* **Short exercise**:
Scale the data from its start through the line containing "31), (116, 27)]", inclusive, and write all of those lines out again, requests included. Multiply every polygon coordinate in the answers by 0.2 and round to whole numbers, with halves rounded up, but leave the numbers in the requests and their format samples as they are.

* **Excerpted data**:

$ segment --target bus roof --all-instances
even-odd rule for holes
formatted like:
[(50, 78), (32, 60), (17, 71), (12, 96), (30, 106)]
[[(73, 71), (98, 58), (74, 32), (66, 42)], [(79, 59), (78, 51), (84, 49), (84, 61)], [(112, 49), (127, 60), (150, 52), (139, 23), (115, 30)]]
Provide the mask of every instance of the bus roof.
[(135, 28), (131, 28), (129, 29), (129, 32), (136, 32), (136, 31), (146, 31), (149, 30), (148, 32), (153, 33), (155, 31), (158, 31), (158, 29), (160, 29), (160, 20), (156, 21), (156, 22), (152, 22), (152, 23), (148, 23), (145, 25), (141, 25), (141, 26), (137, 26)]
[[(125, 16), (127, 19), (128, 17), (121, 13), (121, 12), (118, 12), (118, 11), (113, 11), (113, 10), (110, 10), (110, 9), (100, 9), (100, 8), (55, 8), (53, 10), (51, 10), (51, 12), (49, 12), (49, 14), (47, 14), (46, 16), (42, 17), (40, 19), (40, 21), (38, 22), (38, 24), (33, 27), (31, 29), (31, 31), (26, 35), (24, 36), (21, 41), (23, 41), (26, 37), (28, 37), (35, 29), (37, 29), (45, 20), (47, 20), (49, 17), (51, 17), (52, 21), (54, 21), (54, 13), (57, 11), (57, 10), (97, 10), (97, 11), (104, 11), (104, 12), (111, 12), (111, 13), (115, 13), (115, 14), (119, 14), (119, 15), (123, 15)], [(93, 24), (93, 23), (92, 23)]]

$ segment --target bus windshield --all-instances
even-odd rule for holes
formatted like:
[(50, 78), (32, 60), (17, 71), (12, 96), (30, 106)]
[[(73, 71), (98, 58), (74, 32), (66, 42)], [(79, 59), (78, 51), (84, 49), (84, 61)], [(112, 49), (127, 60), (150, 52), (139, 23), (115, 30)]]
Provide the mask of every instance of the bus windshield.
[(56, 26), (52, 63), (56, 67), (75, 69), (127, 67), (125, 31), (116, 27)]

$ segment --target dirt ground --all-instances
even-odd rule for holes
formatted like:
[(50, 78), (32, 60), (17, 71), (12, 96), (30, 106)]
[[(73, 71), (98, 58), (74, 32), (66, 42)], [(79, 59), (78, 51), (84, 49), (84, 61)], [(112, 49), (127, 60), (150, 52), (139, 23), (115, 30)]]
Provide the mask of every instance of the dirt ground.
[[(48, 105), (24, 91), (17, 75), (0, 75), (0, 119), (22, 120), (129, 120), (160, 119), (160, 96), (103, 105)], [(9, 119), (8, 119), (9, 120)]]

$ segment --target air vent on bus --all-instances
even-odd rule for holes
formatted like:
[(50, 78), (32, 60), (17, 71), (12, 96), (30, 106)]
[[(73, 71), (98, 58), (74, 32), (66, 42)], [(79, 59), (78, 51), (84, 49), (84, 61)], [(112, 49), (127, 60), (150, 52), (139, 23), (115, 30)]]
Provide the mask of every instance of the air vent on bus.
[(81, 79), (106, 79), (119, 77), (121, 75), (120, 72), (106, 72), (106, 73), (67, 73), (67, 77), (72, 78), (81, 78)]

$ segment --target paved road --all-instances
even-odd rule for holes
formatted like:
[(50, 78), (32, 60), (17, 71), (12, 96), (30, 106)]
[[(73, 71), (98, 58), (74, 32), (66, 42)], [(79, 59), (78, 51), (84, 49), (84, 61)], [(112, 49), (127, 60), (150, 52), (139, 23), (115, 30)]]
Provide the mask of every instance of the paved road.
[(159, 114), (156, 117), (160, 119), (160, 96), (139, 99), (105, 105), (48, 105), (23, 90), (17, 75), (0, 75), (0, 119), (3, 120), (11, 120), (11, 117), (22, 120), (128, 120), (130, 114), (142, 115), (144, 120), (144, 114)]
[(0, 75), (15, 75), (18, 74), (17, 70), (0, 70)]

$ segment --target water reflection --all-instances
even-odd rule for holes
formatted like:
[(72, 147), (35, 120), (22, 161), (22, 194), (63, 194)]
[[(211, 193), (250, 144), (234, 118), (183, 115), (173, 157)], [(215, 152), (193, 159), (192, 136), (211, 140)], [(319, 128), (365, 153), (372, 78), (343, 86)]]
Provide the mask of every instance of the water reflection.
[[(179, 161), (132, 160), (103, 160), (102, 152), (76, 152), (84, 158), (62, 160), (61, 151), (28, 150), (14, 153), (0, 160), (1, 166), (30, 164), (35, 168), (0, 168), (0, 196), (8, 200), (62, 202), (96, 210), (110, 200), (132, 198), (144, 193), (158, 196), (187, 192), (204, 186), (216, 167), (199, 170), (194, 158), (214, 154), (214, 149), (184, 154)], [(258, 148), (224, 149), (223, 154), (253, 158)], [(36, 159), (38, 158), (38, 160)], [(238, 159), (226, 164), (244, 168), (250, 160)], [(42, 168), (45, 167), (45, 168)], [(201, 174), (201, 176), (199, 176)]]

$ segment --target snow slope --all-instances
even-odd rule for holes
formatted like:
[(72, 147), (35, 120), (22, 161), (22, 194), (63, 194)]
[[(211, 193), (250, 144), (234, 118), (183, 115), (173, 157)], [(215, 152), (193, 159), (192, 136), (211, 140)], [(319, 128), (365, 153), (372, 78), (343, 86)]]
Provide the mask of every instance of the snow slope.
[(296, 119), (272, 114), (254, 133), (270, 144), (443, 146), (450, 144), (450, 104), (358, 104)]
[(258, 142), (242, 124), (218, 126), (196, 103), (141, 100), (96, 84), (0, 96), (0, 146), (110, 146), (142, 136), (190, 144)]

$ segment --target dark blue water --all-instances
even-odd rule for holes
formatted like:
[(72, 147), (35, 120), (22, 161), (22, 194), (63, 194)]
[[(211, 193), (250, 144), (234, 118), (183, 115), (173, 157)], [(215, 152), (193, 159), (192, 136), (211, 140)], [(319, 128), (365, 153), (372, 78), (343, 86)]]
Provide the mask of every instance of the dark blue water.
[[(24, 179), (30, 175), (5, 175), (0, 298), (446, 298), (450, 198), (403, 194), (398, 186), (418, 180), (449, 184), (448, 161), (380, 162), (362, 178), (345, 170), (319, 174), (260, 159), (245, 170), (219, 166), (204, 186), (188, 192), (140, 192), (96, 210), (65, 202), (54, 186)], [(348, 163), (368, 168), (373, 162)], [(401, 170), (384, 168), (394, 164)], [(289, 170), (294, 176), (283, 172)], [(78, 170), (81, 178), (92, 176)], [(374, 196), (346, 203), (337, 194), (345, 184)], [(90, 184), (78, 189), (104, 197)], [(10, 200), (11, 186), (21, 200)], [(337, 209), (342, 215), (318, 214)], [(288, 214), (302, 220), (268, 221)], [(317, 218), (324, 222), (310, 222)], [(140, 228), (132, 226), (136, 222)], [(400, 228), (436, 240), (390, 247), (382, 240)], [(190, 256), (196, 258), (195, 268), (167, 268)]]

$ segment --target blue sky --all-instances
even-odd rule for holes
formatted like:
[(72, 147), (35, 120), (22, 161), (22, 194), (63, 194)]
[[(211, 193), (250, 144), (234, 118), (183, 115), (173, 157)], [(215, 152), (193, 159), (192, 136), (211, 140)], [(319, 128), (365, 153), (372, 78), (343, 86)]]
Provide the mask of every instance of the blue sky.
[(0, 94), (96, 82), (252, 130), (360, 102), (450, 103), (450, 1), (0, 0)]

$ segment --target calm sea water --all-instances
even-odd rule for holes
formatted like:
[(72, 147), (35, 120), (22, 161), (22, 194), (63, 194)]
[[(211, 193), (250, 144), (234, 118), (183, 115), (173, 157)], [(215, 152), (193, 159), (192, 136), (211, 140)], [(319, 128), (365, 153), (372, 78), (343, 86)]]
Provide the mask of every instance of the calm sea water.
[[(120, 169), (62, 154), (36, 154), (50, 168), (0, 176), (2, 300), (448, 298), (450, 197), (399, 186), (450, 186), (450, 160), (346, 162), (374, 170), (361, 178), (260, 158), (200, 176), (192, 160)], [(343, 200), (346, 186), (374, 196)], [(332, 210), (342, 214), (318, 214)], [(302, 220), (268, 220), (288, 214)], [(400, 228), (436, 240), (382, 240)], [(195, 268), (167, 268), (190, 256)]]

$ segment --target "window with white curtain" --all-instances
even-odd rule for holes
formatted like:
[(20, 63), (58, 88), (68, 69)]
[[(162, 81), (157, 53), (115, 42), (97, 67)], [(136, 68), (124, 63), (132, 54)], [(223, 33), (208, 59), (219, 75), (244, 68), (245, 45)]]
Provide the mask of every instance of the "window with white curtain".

* **Solution to the problem**:
$ segment --target bus roof --all-instances
even-odd rule for holes
formatted like:
[(50, 78), (32, 60), (17, 71), (12, 96), (30, 106)]
[[(73, 71), (98, 58), (74, 32), (66, 42)], [(79, 59), (78, 51), (84, 49), (84, 61)], [(112, 49), (127, 60), (150, 52), (139, 23), (115, 30)]]
Provide the mask of every instance of the bus roof.
[(27, 6), (26, 6), (26, 6), (26, 6), (27, 6), (27, 6), (29, 6), (30, 6), (30, 6), (31, 7), (31, 6), (32, 6), (32, 6), (32, 6), (32, 4), (31, 4), (31, 4), (30, 4), (30, 5), (30, 5), (29, 5), (28, 5), (28, 5), (27, 5)]
[[(25, 3), (25, 4), (26, 3), (24, 3), (24, 2), (24, 2), (24, 2), (23, 2), (23, 2), (22, 2), (22, 2), (20, 2), (20, 2), (11, 2), (11, 2), (10, 2), (10, 2), (10, 2), (10, 3), (9, 3), (9, 3), (8, 3), (8, 4), (8, 4), (8, 4), (8, 5), (7, 5), (6, 6), (6, 6), (5, 7), (5, 7), (4, 8), (5, 8), (5, 7), (6, 7), (7, 6), (7, 6), (9, 4), (9, 4), (10, 3), (10, 3), (10, 4), (11, 4), (11, 3), (11, 2), (11, 2), (19, 2), (19, 2), (21, 2), (21, 2), (22, 2), (22, 3), (23, 3), (23, 3), (24, 3), (24, 3), (25, 3)], [(19, 5), (19, 5), (18, 5)]]

$ segment --target bus windshield --all-instances
even-odd rule for holes
formatted like:
[(50, 78), (32, 60), (17, 71), (12, 96), (30, 106)]
[[(73, 71), (98, 58), (74, 32), (66, 42)], [(79, 59), (78, 51), (84, 49), (84, 61)], [(112, 49), (127, 60), (150, 52), (139, 23), (115, 30)]]
Provide the mask of every instance of the bus windshield.
[(11, 5), (10, 13), (11, 13), (15, 14), (25, 13), (25, 6), (23, 5)]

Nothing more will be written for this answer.